[Dataset content — start]

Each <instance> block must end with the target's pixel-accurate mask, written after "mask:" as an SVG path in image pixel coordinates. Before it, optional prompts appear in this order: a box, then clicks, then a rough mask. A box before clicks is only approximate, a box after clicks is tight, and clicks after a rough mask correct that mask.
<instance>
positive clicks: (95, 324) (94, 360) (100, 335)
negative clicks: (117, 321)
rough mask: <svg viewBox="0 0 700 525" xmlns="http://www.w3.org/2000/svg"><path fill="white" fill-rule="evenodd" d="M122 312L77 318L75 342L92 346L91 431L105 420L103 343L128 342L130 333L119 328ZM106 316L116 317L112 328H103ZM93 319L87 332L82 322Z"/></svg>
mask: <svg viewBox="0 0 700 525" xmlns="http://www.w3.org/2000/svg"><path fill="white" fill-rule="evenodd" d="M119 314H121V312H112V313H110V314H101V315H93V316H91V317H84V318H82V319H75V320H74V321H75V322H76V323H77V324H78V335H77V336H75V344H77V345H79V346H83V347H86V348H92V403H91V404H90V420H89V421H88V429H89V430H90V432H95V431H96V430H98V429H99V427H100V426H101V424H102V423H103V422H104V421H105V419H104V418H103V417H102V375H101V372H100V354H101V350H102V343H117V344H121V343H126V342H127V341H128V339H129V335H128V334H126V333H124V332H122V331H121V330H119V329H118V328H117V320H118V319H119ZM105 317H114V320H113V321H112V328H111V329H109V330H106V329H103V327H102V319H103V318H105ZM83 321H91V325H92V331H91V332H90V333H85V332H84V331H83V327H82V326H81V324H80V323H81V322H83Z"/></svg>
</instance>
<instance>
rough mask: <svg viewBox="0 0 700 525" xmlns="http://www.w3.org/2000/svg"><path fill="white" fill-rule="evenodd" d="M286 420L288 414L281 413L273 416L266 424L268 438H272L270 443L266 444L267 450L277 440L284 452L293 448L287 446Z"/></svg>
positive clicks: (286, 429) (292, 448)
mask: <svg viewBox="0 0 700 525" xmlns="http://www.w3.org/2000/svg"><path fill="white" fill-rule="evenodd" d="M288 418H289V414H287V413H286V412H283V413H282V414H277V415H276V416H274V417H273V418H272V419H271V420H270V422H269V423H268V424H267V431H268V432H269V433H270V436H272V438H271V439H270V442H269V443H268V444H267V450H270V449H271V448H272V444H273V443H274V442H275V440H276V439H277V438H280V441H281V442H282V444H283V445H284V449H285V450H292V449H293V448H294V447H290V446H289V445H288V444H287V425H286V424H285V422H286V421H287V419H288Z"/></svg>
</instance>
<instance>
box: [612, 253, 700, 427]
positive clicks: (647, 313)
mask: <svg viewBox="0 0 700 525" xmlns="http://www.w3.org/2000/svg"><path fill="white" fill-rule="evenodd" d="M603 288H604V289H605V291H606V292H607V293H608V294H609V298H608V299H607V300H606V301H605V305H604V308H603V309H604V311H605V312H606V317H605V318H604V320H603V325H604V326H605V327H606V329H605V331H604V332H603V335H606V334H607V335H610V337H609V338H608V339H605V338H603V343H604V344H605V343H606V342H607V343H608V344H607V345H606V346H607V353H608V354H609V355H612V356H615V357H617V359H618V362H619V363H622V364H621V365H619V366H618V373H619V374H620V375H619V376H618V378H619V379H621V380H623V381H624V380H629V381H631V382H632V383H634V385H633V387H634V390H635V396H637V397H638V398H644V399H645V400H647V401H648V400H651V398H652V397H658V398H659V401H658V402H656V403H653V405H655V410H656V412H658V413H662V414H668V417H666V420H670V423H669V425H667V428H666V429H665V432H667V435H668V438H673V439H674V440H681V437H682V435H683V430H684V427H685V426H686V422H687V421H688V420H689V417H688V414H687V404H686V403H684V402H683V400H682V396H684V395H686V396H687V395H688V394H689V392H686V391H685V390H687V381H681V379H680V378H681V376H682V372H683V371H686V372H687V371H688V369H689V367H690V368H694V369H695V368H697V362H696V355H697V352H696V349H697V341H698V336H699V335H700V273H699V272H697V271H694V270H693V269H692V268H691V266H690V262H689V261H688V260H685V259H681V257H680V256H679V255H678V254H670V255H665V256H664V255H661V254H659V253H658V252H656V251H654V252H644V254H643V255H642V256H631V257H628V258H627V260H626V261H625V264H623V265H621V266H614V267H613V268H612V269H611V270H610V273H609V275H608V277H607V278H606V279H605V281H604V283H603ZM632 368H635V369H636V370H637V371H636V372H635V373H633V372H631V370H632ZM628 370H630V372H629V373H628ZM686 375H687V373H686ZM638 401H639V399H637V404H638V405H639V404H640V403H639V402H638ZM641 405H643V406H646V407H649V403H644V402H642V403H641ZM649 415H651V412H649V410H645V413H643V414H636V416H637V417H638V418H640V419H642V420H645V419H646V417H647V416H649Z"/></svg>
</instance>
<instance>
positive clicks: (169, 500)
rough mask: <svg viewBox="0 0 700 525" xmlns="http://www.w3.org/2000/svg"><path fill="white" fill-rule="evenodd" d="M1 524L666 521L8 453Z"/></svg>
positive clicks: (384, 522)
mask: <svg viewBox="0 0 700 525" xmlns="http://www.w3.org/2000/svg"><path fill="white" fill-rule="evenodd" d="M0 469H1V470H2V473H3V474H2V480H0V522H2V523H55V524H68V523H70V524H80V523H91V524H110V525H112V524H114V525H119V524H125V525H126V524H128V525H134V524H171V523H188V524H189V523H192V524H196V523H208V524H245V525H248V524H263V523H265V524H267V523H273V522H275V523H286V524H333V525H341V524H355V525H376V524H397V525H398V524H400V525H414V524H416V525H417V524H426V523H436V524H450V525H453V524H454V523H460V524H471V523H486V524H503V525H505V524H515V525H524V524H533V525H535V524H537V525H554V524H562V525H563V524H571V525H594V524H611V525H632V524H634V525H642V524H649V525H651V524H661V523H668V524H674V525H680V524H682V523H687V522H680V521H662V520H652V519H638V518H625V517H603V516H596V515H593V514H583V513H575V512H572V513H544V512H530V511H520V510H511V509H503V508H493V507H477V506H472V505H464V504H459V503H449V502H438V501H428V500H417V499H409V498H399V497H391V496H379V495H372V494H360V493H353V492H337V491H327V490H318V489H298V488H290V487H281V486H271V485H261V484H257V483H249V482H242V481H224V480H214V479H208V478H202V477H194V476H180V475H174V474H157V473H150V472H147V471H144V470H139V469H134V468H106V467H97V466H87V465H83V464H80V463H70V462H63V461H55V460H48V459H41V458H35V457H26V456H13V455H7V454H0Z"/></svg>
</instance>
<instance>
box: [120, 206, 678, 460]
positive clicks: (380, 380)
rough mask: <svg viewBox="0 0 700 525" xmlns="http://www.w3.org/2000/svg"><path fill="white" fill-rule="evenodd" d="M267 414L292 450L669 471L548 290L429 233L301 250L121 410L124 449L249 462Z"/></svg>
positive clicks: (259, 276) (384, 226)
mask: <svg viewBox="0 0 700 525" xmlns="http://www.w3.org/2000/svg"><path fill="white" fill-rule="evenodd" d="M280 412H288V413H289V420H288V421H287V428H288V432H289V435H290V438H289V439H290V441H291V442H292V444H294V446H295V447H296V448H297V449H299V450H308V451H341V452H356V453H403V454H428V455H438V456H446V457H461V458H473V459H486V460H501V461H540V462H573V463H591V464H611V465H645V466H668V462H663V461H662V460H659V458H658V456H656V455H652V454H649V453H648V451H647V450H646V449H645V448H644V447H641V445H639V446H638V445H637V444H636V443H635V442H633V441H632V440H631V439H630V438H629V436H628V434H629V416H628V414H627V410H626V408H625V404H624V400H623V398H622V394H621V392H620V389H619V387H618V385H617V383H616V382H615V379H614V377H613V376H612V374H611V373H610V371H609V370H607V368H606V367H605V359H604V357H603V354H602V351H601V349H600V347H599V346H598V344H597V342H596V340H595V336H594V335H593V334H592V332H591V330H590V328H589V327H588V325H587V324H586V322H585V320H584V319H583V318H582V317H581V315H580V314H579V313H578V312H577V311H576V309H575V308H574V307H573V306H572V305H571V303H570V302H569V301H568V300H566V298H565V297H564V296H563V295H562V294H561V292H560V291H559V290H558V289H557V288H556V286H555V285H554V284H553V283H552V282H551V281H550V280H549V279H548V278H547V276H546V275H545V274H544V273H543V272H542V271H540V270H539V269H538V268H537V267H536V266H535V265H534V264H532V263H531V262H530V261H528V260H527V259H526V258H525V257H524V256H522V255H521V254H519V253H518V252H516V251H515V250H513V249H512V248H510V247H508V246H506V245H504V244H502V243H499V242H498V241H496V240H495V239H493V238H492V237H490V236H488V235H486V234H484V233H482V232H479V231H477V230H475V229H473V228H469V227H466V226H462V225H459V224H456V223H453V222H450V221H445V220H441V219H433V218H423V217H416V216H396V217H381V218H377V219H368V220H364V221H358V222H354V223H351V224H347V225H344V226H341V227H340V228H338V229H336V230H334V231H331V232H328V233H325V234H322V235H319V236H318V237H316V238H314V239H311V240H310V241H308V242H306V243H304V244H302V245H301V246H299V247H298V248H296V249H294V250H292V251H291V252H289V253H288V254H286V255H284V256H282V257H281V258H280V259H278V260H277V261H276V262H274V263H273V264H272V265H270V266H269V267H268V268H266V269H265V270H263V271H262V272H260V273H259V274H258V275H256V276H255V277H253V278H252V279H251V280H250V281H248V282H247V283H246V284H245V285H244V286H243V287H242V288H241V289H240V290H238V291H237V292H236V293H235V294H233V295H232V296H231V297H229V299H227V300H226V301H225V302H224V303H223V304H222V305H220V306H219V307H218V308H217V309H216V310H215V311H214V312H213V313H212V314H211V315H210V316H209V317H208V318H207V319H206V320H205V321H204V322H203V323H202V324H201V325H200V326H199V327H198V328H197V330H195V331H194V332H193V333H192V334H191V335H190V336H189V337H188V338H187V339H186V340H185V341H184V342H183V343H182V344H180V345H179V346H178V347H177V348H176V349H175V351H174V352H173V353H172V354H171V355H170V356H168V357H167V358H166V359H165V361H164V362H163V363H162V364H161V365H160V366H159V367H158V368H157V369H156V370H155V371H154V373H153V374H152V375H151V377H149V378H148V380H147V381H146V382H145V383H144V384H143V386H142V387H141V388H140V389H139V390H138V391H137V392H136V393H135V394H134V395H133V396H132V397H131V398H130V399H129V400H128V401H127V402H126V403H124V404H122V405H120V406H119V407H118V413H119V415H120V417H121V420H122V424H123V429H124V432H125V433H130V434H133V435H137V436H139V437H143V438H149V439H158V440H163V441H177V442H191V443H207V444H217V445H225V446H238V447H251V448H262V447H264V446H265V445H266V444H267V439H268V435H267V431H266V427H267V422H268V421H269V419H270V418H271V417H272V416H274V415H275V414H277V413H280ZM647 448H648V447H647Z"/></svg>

[Dataset content — finish]

What you are asked to do
Extract every line of the data above that contains the word "positive", copying each line in full.

Exercise answer
positive clicks: (95, 324) (94, 360) (100, 335)
positive clicks: (286, 429) (292, 448)
positive clicks: (647, 313)
positive clicks: (169, 500)
positive clicks: (384, 522)
positive clicks: (380, 380)
positive clicks: (259, 276) (384, 226)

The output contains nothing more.